* [Your goal] Quote the data word for word, starting at the line containing "ear, that would help a great deal." and ending at the line containing "POLYGON ((60 99, 61".
──────
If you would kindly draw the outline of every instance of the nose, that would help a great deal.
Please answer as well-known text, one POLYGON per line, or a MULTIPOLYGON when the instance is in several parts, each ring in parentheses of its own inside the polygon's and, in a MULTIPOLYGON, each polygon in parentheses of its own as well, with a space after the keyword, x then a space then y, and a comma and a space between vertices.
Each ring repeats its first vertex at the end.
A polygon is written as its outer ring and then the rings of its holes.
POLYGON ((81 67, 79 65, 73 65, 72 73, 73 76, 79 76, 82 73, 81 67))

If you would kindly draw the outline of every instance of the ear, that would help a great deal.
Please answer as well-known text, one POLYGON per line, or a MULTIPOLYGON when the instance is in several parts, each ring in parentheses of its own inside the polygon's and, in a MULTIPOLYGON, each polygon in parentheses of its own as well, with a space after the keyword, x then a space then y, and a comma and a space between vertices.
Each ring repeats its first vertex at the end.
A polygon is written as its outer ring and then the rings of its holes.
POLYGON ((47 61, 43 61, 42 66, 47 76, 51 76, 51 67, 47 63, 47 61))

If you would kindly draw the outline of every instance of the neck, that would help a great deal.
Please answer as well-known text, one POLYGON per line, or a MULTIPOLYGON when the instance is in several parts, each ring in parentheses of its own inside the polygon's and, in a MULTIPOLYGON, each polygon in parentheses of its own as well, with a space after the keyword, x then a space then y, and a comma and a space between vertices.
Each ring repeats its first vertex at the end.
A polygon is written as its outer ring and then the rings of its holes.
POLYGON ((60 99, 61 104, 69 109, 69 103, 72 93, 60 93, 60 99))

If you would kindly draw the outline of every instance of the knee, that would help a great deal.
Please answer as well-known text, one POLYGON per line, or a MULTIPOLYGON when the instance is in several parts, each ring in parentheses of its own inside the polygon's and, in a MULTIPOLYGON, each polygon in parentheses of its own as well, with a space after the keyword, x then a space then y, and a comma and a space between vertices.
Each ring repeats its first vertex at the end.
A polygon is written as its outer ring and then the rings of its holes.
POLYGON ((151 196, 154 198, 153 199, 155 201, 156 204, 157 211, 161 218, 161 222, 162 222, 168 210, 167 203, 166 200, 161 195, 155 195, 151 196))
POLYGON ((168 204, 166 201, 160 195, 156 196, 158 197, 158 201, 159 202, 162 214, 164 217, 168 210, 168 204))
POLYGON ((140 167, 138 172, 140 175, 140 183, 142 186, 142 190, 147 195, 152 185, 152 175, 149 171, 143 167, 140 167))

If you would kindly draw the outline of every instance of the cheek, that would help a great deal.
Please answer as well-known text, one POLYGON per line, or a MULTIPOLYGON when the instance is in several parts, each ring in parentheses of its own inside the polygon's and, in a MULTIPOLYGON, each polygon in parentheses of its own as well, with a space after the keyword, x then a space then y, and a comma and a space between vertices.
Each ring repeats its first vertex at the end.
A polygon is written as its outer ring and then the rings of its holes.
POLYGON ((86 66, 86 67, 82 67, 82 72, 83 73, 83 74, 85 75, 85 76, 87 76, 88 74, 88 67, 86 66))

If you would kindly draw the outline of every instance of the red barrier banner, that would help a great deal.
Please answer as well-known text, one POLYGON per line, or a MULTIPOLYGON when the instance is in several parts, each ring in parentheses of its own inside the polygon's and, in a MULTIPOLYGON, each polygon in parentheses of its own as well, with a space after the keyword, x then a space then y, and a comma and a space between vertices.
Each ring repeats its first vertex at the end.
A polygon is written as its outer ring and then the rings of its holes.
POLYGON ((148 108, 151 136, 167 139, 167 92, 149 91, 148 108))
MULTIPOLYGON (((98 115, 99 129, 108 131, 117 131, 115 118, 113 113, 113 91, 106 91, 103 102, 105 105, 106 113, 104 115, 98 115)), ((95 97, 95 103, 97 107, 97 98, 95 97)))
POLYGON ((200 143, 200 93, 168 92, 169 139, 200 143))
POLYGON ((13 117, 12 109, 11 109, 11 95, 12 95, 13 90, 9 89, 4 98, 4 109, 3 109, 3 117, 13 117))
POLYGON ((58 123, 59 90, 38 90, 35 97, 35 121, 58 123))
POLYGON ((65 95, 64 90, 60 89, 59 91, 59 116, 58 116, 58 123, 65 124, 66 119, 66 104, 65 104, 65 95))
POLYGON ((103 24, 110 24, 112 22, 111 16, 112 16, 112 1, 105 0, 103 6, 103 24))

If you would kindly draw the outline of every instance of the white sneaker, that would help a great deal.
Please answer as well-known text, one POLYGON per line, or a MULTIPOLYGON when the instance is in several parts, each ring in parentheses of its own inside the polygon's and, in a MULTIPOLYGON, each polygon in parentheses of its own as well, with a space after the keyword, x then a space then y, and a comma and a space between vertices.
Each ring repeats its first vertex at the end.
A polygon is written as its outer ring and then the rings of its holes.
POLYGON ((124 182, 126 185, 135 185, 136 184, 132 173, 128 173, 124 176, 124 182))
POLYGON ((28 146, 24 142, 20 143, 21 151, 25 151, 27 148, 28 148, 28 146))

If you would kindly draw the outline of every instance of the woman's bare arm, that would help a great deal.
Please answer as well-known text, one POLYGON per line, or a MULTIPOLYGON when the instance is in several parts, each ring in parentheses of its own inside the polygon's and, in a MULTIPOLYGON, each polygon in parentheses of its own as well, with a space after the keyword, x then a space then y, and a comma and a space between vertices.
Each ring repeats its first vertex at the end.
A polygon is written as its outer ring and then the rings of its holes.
──────
* [Task result]
If you would kindly draw the outline of every instance of the ear, that would help a great deal.
Please answer as well-known text, one POLYGON per line, or a MULTIPOLYGON when the instance is in several parts, each ring in parentheses of its own inside the polygon's and, in a MULTIPOLYGON, each polygon in parentheses of its own as well, with a space after the keyword, x then a space then y, and a comma and a space between vertices.
Each ring repeats its first vertex at the end.
A polygon is written as its outer ring and then the rings of its holes.
POLYGON ((47 61, 43 61, 42 66, 47 76, 51 76, 51 67, 47 63, 47 61))

If you would kindly draw the outline of every instance of the neck, that would help a great deal.
Please answer as well-known text, one POLYGON per line, or a MULTIPOLYGON when the instance is in several parts, each ring in parentheses of its own inside the polygon's and, in a MULTIPOLYGON, each polygon in parentheses of its own as well, with a space after the keyword, x then a space then y, and a comma and a space between vertices.
Each ring repeats its first vertex at the end.
A polygon is written as its outer ring and then the rings of its holes.
POLYGON ((60 99, 61 104, 69 109, 69 103, 72 93, 60 93, 60 99))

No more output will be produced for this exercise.